GOAL OF THE EXERCISE:
Render the lines from the start of the records below through the line holding "[102,194,111,220]", inclusive, as a JSON list of strings with one string per line, leaving out blank lines.

— BEGIN ENTRIES —

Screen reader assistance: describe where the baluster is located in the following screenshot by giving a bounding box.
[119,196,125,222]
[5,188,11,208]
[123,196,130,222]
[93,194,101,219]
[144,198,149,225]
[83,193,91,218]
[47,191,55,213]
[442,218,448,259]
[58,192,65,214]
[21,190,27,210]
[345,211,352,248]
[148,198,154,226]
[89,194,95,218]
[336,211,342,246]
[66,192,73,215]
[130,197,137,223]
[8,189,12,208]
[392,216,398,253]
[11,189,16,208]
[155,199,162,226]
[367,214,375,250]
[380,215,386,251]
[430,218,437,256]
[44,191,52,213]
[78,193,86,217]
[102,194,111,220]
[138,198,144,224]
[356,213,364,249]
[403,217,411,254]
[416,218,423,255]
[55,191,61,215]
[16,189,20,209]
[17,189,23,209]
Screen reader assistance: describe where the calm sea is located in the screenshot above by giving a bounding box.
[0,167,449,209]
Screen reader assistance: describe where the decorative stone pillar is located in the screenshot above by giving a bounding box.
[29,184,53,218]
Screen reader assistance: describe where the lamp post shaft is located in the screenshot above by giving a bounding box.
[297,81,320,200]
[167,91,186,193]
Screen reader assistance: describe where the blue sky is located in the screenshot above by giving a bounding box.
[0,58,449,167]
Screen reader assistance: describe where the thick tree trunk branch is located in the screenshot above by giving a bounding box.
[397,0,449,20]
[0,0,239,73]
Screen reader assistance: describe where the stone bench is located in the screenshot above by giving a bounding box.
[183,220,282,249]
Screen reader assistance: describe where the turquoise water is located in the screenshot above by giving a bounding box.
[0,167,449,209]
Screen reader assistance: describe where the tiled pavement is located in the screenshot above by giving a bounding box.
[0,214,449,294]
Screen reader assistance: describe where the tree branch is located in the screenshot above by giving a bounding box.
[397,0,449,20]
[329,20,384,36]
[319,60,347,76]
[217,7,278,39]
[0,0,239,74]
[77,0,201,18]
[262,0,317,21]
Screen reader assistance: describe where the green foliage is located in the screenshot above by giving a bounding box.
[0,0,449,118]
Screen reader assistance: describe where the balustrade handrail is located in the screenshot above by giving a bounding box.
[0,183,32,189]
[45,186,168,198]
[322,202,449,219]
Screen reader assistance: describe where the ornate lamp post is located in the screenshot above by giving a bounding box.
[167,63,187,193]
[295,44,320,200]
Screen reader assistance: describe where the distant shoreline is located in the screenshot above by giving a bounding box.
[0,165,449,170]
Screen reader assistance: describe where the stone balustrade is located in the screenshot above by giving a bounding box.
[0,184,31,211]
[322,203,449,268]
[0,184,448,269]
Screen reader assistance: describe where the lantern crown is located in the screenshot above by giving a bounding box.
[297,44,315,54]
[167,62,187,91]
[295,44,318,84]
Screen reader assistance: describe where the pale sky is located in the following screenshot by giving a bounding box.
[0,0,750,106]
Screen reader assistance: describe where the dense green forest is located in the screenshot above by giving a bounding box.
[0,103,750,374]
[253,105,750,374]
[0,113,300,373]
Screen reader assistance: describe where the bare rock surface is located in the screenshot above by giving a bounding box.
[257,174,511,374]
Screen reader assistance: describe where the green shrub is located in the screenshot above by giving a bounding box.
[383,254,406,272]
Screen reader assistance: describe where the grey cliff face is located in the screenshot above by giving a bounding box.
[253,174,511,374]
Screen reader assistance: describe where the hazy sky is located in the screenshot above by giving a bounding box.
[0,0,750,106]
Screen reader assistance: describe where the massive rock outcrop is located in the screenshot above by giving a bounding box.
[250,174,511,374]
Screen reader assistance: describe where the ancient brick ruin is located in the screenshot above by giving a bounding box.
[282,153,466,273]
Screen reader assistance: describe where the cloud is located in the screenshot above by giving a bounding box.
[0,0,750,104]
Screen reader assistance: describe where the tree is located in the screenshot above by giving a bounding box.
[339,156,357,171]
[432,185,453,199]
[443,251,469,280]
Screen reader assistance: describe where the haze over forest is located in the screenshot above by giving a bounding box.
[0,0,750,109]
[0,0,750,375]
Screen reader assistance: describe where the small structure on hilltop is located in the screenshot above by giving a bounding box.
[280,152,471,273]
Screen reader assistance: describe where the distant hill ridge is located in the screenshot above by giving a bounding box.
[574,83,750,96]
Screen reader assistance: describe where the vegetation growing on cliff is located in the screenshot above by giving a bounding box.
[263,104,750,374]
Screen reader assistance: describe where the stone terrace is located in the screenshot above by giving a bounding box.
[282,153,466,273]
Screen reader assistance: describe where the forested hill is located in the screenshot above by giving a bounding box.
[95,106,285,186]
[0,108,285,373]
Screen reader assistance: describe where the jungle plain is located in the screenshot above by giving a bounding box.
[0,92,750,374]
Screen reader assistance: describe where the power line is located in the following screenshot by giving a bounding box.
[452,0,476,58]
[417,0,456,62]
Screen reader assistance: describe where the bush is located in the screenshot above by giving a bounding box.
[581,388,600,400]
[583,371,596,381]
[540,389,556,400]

— END ENTRIES —

EXERCISE OUTPUT:
[
  "Screen reader assistance: describe where the baluster is located in the following screenshot by giving a bounding box.",
  "[119,196,125,222]",
  "[5,188,11,208]",
  "[123,196,130,222]",
  "[93,194,101,219]",
  "[144,198,149,225]",
  "[83,193,91,218]",
  "[47,191,55,213]",
  "[442,218,448,259]",
  "[58,192,65,214]",
  "[21,190,27,210]",
  "[345,211,352,248]",
  "[148,198,154,226]",
  "[89,194,95,218]",
  "[336,211,342,246]",
  "[66,192,73,215]",
  "[130,197,137,223]",
  "[8,189,12,208]",
  "[392,216,398,253]",
  "[11,189,16,208]",
  "[155,199,162,226]",
  "[367,214,375,250]",
  "[380,215,386,251]",
  "[430,218,437,256]",
  "[44,191,52,213]",
  "[78,193,86,217]",
  "[102,194,111,220]"
]